_Reading text_

What’s going on here is a form of deskilling. But it’s a different from the one brilliantly described by Harry Braverman, who showed how workers were robbed by capitalists of their production skills. What we’re seeing here is the decline of consumption skills.
Which raises a question. How can capitalism have achieved this? After all, the capitalist might have control over production - and is thus well-placed to deprive workers of productive skills - but he doesn’t have control over what we do in our own homes. So what’s going on?
The standard answer is that people don’t have time to cook for themselves - or that the opportunity costs of time spent cooking have increased.
I’m not convinced. For one thing, cooking doesn’t take time: ever heard of stir frys? And for another, the biggest cliché in blues and country music is of people spending back-breaking days in the field and then playing their own music and organizing hoe-downs. Scarce time, then, needn’t displace consumption skills.

_Stored rows_
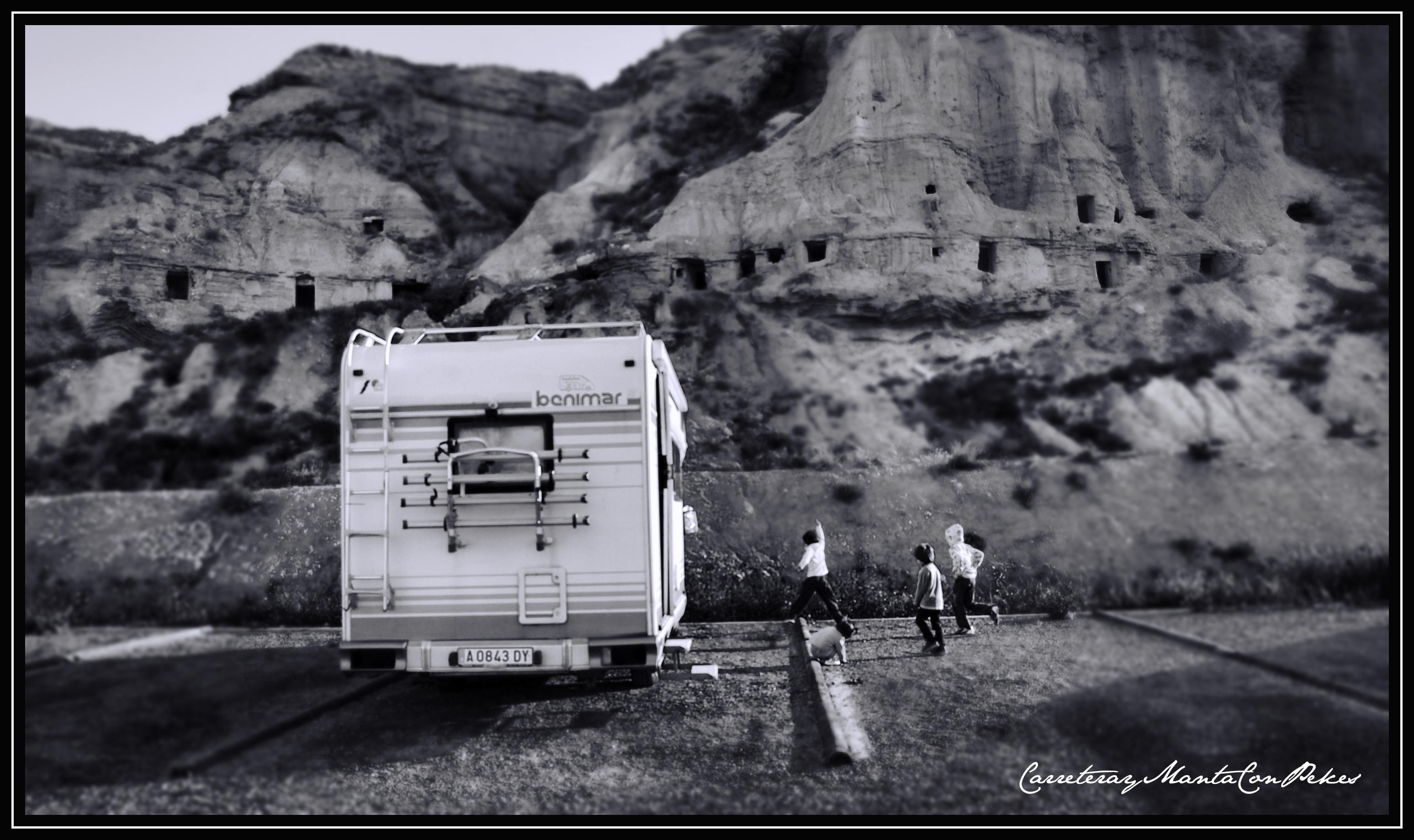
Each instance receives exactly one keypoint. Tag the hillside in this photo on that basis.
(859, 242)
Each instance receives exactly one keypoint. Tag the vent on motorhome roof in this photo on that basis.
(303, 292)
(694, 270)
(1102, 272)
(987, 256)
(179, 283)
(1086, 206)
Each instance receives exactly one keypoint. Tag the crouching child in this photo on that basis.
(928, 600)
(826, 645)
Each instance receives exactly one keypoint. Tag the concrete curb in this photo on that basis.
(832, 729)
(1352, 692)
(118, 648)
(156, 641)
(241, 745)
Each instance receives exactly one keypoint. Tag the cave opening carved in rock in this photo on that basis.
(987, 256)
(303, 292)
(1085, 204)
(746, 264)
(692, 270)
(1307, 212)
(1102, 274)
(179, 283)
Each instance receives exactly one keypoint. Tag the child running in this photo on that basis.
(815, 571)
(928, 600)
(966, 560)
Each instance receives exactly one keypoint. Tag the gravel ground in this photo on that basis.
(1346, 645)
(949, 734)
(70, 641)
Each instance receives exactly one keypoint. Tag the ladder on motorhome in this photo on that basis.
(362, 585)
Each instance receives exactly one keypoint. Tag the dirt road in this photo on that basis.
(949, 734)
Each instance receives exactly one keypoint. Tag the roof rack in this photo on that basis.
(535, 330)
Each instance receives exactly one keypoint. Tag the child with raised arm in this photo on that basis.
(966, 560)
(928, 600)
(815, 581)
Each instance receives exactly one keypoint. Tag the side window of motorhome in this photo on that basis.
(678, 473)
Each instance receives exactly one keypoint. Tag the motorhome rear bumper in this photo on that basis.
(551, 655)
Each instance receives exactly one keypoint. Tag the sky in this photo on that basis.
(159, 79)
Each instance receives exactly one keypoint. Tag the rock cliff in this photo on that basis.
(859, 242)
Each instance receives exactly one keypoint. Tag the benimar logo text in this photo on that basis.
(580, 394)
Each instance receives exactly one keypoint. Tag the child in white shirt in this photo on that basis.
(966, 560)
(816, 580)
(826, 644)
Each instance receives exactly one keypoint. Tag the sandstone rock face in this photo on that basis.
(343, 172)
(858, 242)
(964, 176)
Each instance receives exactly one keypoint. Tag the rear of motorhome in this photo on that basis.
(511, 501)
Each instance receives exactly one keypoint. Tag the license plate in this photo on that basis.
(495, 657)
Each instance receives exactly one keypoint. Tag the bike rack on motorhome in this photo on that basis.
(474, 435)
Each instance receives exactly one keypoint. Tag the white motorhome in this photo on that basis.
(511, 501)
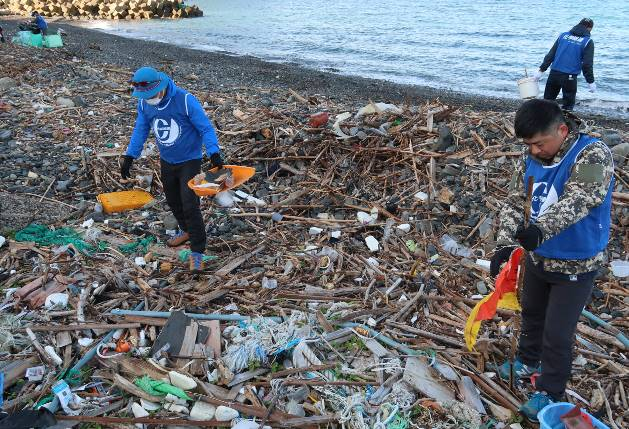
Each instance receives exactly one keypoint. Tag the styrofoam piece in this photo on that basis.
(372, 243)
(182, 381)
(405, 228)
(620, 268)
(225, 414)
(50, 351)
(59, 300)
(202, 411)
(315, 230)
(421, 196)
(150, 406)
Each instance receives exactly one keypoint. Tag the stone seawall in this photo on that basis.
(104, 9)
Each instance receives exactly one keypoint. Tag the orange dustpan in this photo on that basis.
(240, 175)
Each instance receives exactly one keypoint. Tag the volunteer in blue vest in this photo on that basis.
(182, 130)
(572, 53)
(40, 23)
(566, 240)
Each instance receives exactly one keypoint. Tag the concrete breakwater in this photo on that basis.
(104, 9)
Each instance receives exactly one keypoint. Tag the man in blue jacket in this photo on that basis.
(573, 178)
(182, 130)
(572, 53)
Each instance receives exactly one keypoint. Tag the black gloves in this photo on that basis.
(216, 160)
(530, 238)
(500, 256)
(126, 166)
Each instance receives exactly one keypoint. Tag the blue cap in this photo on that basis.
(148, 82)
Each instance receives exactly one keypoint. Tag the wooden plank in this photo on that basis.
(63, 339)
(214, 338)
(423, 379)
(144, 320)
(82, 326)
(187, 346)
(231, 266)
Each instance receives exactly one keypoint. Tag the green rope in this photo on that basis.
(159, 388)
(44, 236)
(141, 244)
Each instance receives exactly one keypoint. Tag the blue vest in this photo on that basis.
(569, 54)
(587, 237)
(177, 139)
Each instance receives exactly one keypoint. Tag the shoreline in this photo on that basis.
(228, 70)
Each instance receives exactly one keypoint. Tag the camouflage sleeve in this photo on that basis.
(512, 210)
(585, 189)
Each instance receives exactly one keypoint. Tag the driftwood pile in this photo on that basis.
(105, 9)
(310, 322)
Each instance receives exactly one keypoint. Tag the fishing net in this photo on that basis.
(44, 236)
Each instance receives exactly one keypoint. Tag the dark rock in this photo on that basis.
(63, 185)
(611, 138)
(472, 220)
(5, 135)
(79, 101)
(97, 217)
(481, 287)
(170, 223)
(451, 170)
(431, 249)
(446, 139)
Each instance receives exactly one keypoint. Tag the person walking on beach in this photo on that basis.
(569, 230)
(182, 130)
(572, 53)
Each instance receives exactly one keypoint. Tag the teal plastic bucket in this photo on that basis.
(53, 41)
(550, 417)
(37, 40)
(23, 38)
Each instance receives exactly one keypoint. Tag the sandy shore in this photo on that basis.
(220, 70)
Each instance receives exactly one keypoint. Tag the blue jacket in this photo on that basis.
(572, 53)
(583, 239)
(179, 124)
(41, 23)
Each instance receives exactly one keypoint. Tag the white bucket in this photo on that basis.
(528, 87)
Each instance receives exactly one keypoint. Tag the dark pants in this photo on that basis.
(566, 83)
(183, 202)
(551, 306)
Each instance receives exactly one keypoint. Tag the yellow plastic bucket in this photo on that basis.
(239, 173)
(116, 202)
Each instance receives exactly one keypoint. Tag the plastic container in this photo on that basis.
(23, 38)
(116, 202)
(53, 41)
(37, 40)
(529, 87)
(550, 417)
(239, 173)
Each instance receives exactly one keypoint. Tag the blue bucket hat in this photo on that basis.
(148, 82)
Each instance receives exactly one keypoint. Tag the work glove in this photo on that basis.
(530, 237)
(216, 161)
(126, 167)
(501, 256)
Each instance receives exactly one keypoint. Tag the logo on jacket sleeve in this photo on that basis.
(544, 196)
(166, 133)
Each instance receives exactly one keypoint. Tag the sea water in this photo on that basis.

_Given request_
Transcribe word for word the portion of the text on deskilling that begins with the words "Which raises a" and ends with "cooking have increased.".

_Result of this task_
Which raises a question. How can capitalism have achieved this? After all, the capitalist might have control over production - and is thus well-placed to deprive workers of productive skills - but he doesn’t have control over what we do in our own homes. So what’s going on?
The standard answer is that people don’t have time to cook for themselves - or that the opportunity costs of time spent cooking have increased.